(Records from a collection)
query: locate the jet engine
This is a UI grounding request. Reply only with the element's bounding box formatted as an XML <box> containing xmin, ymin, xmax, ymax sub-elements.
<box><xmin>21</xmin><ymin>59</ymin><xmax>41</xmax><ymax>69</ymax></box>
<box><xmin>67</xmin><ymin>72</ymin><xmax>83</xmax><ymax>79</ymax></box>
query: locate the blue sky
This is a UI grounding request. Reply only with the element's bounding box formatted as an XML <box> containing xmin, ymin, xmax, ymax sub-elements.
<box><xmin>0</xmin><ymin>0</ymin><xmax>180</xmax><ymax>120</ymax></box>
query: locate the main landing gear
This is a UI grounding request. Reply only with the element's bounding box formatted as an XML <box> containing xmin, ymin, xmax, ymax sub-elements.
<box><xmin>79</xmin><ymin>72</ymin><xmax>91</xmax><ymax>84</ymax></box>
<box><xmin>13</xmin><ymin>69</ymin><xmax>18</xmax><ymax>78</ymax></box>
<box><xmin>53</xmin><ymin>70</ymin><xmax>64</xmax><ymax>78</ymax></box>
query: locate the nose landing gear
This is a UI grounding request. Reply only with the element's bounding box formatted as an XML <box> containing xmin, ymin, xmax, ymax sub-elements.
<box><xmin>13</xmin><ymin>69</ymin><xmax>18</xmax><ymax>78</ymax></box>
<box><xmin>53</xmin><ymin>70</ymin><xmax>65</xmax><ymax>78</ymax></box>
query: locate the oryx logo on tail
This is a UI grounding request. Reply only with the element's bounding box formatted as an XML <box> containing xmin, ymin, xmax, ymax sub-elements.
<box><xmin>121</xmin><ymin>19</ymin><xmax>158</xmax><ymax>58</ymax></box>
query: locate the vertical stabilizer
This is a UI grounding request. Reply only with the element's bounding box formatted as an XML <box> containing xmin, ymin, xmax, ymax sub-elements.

_WHAT IS EXPECTED_. Copy word for word the part of the records that opens with the line containing "query: locate the vertical stabilizer" and runs through the end of the records.

_RESULT OF THIS TASK_.
query: locate the vertical stabilizer
This is a UI grounding request. Reply only with the element's bounding box formatted as an XML <box> containing xmin, ymin, xmax, ymax sub-elements.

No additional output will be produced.